The input —

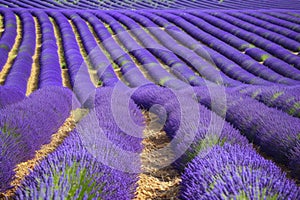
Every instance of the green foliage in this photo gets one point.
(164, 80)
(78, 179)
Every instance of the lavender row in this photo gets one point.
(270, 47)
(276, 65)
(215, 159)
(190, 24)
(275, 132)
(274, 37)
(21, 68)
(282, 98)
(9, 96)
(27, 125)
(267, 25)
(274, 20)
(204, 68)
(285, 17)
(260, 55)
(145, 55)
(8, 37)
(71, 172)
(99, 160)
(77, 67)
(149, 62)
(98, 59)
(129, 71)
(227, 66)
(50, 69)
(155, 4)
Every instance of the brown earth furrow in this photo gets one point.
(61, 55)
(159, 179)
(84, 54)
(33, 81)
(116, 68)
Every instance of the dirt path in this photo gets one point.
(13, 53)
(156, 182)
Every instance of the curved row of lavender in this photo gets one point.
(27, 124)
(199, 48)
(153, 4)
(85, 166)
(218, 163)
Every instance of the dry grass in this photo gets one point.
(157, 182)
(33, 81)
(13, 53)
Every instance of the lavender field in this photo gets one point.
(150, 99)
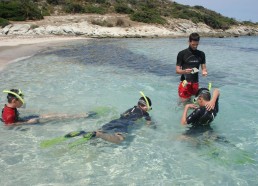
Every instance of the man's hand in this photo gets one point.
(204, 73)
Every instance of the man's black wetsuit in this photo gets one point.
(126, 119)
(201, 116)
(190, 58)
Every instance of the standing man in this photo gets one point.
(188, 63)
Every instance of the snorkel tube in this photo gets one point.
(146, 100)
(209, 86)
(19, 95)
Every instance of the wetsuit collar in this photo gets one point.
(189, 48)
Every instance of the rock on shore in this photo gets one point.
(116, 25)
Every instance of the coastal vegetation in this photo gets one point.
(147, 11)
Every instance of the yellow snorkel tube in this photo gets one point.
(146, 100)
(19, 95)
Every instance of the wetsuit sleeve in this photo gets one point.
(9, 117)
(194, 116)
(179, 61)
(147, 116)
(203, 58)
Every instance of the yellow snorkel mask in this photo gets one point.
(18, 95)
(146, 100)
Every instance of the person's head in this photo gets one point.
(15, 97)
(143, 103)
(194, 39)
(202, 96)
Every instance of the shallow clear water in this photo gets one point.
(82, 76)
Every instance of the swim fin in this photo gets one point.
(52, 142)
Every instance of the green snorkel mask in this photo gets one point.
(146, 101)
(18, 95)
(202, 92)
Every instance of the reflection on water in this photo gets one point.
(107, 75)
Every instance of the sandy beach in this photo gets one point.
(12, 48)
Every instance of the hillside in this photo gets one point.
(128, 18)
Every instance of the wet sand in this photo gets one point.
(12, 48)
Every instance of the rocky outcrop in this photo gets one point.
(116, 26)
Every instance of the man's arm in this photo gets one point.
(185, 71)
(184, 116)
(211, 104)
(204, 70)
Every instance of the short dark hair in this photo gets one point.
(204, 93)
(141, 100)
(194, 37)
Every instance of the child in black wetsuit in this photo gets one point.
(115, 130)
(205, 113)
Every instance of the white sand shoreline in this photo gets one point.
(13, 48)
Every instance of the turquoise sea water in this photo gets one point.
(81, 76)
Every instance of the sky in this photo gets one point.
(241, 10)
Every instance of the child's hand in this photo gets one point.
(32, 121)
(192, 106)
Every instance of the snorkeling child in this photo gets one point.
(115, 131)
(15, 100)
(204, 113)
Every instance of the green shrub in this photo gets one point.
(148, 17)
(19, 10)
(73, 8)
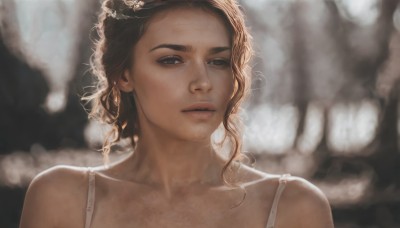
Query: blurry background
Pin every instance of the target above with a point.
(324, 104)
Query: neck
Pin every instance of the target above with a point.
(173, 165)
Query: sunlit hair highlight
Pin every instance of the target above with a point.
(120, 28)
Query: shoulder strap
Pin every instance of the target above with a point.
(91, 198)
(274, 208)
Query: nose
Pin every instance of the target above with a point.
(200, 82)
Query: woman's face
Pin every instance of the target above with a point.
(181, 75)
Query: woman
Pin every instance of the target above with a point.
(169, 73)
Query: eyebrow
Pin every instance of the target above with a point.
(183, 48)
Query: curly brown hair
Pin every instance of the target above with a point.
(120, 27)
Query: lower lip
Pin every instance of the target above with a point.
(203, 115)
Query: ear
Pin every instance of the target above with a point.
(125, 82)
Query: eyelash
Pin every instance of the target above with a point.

What to work on —
Copy every line of the data above verbatim, leaving out the pictures.

Task output —
Every instance of the green foliage in this photo gets one point.
(164, 80)
(78, 179)
Every instance of the lavender row in this photo gets one point.
(270, 47)
(276, 65)
(215, 159)
(190, 24)
(275, 132)
(274, 37)
(21, 68)
(282, 98)
(9, 96)
(27, 125)
(267, 25)
(274, 20)
(204, 68)
(285, 17)
(260, 55)
(145, 55)
(8, 37)
(71, 172)
(99, 160)
(77, 67)
(149, 62)
(98, 59)
(129, 71)
(227, 66)
(50, 69)
(155, 4)
Every instance of the brown earth furrow in this photo gets one point.
(61, 55)
(159, 179)
(84, 54)
(33, 81)
(116, 68)
Every instance of the dirt path in this photo gets one point.
(13, 53)
(156, 182)
Every instance of the curved row of lavender in this photo gets one point.
(27, 124)
(199, 48)
(153, 4)
(85, 166)
(218, 163)
Every instance of the dry grass in this photo gets one point.
(157, 182)
(33, 81)
(13, 53)
Every instance of the lavender field in this photo gets one point.
(150, 99)
Every instance of the man's hand in this photo gets one point.
(204, 73)
Every instance of the man's black wetsuit in this photo gets one point.
(126, 119)
(201, 116)
(190, 58)
Every instance of the standing man in this photo gets one point.
(188, 63)
Every instance of the snorkel tube in this photo gets one point.
(146, 100)
(209, 86)
(19, 95)
Every instance of the wetsuit collar in this photo gets one point.
(189, 48)
Every instance of the rock on shore in this photo gets one point.
(116, 25)
Every instance of the coastal vegetation in this photo gets one point.
(147, 11)
Every instance of the yellow snorkel tube in this photo gets one point.
(146, 100)
(19, 95)
Every instance of the wetsuit sleeve in this photo gets one point.
(9, 117)
(194, 116)
(179, 61)
(147, 116)
(203, 58)
Every instance of the yellow snorkel mask in this photo gets one point.
(18, 95)
(146, 100)
Every instance of the person's head in this photo gets one point.
(15, 97)
(143, 103)
(194, 39)
(202, 96)
Every instance of the shallow clear water in this photo gets one point.
(82, 76)
Every instance of the swim fin in this photo gets one point.
(52, 142)
Every instance of the green snorkel mask in this photo gets one point.
(146, 101)
(18, 95)
(202, 92)
Every instance of the reflection on water in this photo gets one point.
(107, 75)
Every instance of the sandy beach in this photo gets one point.
(12, 48)
Every instance of the hillside in this photo gets one point.
(128, 18)
Every instance of the wet sand in this photo gets one point.
(12, 48)
Every instance of the rocky outcrop in this photo gets one point.
(116, 26)
Every instance of the man's arm in this photo gets one point.
(185, 71)
(184, 116)
(211, 104)
(204, 70)
Every instance of the short dark hair in this photo gets one point.
(204, 93)
(141, 100)
(194, 37)
Every instance of the child in black wetsuit in this photo gets one point.
(115, 130)
(205, 113)
Every instance of the white sand shoreline in this photo gets one point.
(13, 48)
Every instance of the turquoise sea water in this photo gets one point.
(81, 76)
Every instance of the sky in this photo gets one point.
(241, 10)
Every instance of the child's hand in this photo gets one point.
(32, 121)
(192, 106)
Every instance of the snorkeling child in this photo gets one point.
(115, 131)
(15, 100)
(204, 113)
Every instance of the green shrub in this photo gets one point.
(148, 17)
(19, 10)
(73, 8)
Query: blurry background
Pin every instance of the target above with a point.
(324, 104)
Query: neck
Pin every instance of the target above with a point.
(173, 165)
Query: sunlit hair highlight
Pin every instance of the target above with a point.
(120, 28)
Query: shoulder strap
Pin every instance of the target above with a point.
(91, 198)
(274, 208)
Query: nose
Pin every instance of the target above with a point.
(200, 82)
Query: woman's face
Pin every instance of the target above with a point.
(181, 75)
Query: woman
Pin every instance of the target above with a point.
(169, 73)
Query: eyebrow
Pin every instance of the target above with a point.
(183, 48)
Query: curly brown hair
Pin every instance of the target above with a point.
(120, 27)
Query: lower lip
Pin every instance of the target above with a point.
(203, 115)
Query: ear
Pin every instance of the target above with a point.
(125, 82)
Query: eyelash
Pin every instance of the target above with a point.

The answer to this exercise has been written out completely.